**DIRECTIONS FOR THIS TASK**
Transcribe exactly the line containing "Where can the tire" plus every later line in the data.

**RECORDS PROVIDED**
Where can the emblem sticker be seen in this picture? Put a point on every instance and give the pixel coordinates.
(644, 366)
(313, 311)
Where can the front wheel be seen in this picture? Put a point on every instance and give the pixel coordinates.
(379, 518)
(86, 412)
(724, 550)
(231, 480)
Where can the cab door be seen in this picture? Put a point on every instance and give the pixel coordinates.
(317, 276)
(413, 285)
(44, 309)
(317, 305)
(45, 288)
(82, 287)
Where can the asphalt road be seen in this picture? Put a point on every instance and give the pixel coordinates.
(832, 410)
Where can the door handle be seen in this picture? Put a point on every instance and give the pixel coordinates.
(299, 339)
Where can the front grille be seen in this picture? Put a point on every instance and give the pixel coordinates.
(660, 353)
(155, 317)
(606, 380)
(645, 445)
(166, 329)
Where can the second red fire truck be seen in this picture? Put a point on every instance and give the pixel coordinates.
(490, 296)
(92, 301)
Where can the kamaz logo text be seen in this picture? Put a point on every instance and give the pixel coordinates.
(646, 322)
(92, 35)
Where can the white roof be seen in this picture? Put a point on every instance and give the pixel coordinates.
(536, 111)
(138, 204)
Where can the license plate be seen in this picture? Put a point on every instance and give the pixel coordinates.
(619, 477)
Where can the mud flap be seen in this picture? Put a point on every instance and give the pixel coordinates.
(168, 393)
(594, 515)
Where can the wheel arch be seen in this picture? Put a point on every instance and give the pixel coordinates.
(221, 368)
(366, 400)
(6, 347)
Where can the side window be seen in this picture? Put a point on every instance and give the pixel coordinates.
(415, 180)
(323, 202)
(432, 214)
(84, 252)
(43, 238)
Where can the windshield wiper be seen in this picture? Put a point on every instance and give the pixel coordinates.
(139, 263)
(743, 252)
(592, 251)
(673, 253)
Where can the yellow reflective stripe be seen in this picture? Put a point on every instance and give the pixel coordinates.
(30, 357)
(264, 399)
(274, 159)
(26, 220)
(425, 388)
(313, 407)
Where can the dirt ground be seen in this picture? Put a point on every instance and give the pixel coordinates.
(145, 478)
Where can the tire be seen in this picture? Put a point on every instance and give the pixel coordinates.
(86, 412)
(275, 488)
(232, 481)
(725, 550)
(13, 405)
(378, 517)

**ANSWER TO THIS EXERCISE**
Where can the tire be seen in this picture? Put a point on every instance and give the pixel coordinates.
(86, 412)
(275, 488)
(232, 481)
(725, 550)
(13, 405)
(378, 517)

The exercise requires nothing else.